> **Task objective**
Starting at the line that contains "[spot] the green foliage" and continuing through the final line, write out every line again, requests included, shifting each coordinate in the answers up by 107. Leave the pictures out of your answer.

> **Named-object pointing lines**
-- BEGIN --

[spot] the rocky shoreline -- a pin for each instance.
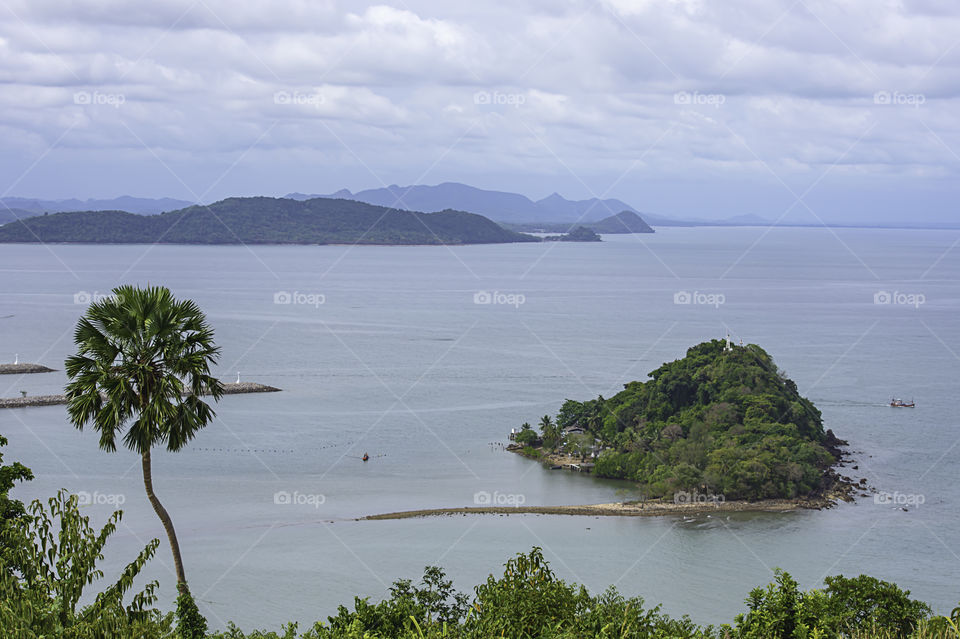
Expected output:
(60, 400)
(624, 509)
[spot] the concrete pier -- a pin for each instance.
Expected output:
(22, 369)
(60, 400)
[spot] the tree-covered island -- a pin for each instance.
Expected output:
(723, 421)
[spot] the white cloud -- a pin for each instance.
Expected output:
(593, 87)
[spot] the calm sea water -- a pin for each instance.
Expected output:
(400, 362)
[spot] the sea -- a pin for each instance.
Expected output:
(425, 357)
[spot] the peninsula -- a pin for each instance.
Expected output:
(266, 220)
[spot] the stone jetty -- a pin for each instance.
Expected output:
(22, 369)
(59, 400)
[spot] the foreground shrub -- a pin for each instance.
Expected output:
(54, 555)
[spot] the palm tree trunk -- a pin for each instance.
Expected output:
(167, 522)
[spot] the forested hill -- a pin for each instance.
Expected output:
(718, 421)
(264, 220)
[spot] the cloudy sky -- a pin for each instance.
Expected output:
(800, 110)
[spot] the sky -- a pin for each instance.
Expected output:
(803, 111)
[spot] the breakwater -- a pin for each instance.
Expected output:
(22, 369)
(60, 400)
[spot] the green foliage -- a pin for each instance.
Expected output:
(190, 623)
(12, 512)
(844, 607)
(56, 554)
(527, 436)
(550, 433)
(715, 422)
(434, 602)
(265, 220)
(525, 600)
(143, 359)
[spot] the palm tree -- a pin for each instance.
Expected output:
(142, 365)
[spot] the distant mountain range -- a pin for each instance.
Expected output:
(263, 220)
(619, 224)
(499, 206)
(140, 205)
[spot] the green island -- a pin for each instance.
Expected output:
(53, 585)
(720, 425)
(266, 220)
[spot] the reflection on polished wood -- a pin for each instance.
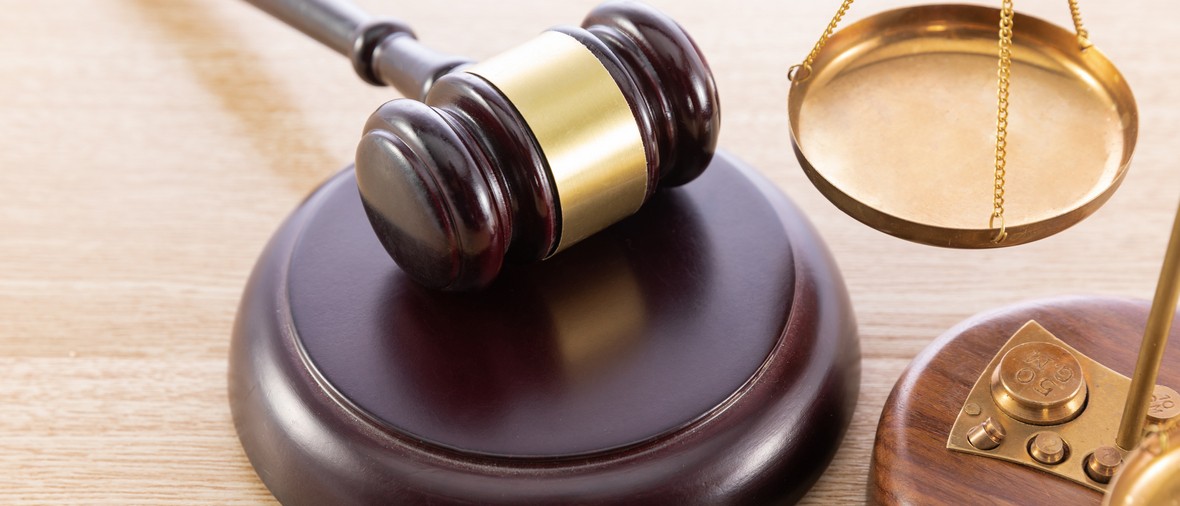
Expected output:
(151, 148)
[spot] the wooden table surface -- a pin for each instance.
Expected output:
(149, 149)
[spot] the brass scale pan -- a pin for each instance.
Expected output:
(896, 125)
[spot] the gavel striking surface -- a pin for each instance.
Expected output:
(701, 352)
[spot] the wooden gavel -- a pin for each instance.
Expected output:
(526, 153)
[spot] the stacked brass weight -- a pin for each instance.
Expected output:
(962, 126)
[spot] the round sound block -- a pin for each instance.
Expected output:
(911, 462)
(702, 350)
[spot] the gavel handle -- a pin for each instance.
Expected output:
(384, 52)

-- END --

> **Answer for the task**
[spot] the green foliage -- a pin for each instance.
Expected output:
(297, 730)
(119, 619)
(951, 714)
(163, 661)
(634, 543)
(657, 540)
(822, 529)
(541, 709)
(372, 327)
(632, 707)
(250, 466)
[spot] the palm tree -- a pin for each instance.
Expected output:
(249, 472)
[spot] the distant mountain range -- a pin for each instance.
Expected output:
(370, 327)
(726, 331)
(606, 313)
(247, 312)
[spot] the green island -- a pin for each instance.
Expected output:
(160, 692)
(827, 532)
(373, 327)
[spot] the reflection on polished wood -- a pin for each instance.
Expected output:
(258, 255)
[spot] the wooden table surface -- a pin for each instance.
Expected output:
(256, 256)
[spot] the brass scale pan -- a pin for each instance.
Expected output:
(1003, 232)
[spot] the gavel striking surface -- a pin for each instance.
Expected output:
(808, 459)
[spot] the wooden gavel -- a pin for each instance.
Expected output:
(633, 260)
[spot] the stacked brass weight -- a pin for each instance.
Expected output:
(1069, 233)
[spot] the round sound block -- a pin for each instance.
Expected output:
(1018, 569)
(809, 457)
[spot] the gavel handle -- a pin for each instance.
Expected output:
(491, 159)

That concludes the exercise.